══ Material provided ══

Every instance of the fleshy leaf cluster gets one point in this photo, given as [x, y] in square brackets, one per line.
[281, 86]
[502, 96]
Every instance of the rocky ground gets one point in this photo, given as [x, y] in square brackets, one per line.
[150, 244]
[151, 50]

═══

- _Task description_
Word for word, repeat the records above.

- _Task answer_
Every instance of the fleshy leaf cluster gets one point in this photo, given as [x, y] in square brackets, one per line.
[281, 86]
[502, 96]
Every instance of the rocky ground gets one point in this photo, given as [x, y] in square brackets, one per line.
[150, 244]
[151, 50]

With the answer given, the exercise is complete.